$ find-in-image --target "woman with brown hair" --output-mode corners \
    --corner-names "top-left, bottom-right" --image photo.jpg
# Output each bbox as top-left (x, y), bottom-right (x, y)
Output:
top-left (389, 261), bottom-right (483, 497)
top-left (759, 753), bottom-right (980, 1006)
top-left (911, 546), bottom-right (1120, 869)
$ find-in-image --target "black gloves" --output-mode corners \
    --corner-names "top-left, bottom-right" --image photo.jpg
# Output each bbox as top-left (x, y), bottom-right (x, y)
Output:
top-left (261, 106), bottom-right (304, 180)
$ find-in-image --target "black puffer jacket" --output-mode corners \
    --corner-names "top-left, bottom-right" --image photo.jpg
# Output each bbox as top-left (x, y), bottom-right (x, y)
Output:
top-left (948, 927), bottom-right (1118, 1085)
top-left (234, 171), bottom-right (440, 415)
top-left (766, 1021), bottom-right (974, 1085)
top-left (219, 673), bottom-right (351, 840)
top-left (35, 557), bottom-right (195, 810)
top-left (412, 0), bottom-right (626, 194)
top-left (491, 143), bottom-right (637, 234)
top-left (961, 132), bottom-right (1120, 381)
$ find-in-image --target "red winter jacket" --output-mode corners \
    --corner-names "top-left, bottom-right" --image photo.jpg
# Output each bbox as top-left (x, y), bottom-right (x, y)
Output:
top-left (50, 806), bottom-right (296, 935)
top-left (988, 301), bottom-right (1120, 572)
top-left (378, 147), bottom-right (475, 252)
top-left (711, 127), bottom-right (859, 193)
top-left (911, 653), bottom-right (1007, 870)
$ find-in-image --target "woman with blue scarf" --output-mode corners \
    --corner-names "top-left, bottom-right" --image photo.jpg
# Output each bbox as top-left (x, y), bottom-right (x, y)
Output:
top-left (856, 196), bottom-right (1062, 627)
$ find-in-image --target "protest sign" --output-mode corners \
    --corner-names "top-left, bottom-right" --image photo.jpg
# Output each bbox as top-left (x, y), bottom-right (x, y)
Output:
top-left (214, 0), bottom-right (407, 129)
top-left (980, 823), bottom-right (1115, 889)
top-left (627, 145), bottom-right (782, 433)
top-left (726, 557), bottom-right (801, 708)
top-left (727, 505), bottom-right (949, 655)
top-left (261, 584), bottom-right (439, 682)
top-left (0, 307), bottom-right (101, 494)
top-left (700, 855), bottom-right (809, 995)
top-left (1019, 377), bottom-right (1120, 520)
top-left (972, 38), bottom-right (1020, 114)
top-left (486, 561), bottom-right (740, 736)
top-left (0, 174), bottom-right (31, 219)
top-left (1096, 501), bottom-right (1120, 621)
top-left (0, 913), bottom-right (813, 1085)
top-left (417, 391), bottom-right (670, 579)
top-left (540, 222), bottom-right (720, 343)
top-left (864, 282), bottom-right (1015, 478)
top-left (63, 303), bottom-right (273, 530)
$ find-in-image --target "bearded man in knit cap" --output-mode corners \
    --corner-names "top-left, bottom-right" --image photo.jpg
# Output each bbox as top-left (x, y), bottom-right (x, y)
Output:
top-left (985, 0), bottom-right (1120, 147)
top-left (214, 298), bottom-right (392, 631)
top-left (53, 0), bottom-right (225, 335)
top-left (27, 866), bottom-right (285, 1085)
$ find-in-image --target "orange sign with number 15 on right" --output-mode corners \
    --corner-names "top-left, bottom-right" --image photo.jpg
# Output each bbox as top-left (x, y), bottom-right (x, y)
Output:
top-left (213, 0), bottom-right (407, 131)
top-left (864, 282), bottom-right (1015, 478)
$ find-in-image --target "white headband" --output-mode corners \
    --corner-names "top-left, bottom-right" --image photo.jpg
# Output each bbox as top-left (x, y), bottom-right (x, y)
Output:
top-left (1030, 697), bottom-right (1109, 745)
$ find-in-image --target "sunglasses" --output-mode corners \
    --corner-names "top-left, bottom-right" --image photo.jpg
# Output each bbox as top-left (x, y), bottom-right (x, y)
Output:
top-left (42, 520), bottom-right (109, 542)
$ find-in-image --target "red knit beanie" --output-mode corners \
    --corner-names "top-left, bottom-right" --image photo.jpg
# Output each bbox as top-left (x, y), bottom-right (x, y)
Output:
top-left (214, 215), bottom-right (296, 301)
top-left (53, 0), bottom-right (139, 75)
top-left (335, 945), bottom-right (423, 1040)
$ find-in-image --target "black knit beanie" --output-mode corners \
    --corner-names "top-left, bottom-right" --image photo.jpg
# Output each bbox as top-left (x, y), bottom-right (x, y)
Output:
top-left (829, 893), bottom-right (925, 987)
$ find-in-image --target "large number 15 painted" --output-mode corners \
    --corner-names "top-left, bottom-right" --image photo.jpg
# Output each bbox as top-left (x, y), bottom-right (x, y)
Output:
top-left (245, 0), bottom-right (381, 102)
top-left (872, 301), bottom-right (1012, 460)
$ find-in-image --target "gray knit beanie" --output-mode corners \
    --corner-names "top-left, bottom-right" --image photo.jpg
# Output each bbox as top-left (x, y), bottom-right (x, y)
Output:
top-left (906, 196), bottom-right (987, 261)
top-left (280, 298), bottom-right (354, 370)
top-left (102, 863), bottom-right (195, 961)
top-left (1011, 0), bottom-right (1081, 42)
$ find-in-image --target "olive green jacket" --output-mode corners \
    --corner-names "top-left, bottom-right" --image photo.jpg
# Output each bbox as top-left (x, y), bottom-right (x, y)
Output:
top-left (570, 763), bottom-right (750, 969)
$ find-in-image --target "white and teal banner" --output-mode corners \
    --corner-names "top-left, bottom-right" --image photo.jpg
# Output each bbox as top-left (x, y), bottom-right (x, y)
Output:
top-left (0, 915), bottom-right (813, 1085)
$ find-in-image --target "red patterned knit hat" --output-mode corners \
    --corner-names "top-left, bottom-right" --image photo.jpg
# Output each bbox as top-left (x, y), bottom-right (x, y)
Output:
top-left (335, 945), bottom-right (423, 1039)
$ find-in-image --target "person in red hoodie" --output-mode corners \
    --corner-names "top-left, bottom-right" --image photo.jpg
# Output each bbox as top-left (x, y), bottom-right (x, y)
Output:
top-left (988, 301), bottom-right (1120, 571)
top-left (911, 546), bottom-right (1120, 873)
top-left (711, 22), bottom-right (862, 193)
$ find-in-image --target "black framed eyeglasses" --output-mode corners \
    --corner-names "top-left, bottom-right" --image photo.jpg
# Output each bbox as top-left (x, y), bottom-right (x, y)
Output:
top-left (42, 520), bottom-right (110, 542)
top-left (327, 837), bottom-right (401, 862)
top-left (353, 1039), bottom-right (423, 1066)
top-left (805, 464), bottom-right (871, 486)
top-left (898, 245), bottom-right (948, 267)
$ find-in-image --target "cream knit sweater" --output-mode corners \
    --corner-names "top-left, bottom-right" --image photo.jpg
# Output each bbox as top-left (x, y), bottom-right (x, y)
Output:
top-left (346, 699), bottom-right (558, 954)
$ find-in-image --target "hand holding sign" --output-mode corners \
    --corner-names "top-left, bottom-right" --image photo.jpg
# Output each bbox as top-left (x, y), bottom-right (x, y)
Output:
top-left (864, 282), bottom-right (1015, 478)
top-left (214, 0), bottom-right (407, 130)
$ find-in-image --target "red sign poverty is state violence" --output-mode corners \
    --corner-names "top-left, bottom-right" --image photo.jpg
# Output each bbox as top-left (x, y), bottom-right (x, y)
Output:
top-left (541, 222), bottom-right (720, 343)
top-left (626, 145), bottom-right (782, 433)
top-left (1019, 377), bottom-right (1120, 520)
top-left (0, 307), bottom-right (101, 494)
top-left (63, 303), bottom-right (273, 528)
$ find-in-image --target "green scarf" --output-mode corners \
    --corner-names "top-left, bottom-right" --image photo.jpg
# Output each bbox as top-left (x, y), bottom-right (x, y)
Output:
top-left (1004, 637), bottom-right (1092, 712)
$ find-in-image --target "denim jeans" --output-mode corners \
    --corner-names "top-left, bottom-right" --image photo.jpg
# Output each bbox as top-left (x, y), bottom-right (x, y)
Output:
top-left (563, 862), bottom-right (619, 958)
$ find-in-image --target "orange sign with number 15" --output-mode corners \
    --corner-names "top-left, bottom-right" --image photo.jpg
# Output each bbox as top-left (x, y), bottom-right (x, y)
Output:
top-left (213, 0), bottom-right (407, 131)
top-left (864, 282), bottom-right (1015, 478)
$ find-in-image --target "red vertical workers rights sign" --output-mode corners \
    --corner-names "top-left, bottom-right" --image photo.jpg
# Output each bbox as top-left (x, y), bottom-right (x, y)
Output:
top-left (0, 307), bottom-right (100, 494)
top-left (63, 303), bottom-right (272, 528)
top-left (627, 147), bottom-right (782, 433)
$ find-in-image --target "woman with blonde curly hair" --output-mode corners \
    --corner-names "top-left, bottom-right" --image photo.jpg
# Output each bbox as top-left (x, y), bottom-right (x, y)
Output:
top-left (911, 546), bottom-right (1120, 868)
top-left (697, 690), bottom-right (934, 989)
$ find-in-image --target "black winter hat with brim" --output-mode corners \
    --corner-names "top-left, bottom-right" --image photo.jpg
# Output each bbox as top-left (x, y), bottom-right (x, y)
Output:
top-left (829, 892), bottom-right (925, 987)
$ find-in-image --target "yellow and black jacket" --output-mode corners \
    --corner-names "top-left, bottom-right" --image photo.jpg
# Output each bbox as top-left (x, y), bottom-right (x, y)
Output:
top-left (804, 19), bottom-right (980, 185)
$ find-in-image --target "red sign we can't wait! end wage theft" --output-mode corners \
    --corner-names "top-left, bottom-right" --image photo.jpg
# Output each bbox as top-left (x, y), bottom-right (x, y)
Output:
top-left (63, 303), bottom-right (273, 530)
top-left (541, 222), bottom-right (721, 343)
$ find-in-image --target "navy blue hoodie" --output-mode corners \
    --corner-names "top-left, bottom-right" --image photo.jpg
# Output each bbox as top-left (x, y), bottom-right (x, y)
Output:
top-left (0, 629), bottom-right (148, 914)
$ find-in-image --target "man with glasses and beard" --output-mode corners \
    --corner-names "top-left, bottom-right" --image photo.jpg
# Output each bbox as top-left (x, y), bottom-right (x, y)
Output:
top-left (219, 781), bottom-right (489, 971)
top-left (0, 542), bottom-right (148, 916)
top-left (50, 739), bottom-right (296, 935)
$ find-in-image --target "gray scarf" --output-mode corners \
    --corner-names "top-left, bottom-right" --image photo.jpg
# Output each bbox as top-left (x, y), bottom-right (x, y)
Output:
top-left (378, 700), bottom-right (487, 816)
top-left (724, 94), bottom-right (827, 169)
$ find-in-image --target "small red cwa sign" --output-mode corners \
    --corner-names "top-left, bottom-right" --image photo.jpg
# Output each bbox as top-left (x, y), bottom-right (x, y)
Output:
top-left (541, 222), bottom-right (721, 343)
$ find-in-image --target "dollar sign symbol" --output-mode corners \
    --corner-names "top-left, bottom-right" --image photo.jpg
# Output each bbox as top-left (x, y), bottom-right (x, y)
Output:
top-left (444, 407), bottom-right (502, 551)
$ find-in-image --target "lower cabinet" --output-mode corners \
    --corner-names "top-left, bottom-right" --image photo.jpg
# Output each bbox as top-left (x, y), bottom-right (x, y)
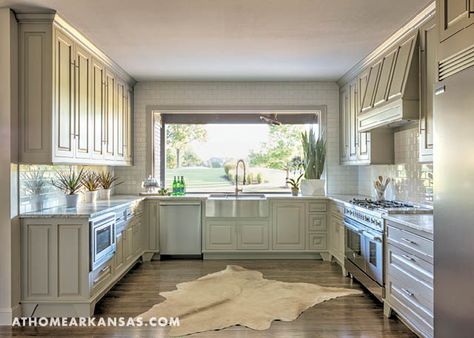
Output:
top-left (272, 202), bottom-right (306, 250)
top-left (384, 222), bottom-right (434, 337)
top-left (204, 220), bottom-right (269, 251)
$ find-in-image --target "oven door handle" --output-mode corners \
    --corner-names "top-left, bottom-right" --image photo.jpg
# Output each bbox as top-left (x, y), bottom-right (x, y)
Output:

************

▸ **Directive**:
Reproduce the records from the beginning up to and including the line with "top-left (911, 546), bottom-right (1120, 869)", replacing "woman with brown hair" with "person with brown hair" and leaving everything else unchanged.

▸ **Expected answer**:
$ find-in-image --target "person with brown hair" --output-mode corners \
    --corner-names "top-left, bottom-right" --image photo.jpg
# Output each bbox as top-left (x, y), bottom-right (x, y)
Output:
top-left (389, 261), bottom-right (483, 497)
top-left (759, 753), bottom-right (980, 1006)
top-left (911, 546), bottom-right (1120, 869)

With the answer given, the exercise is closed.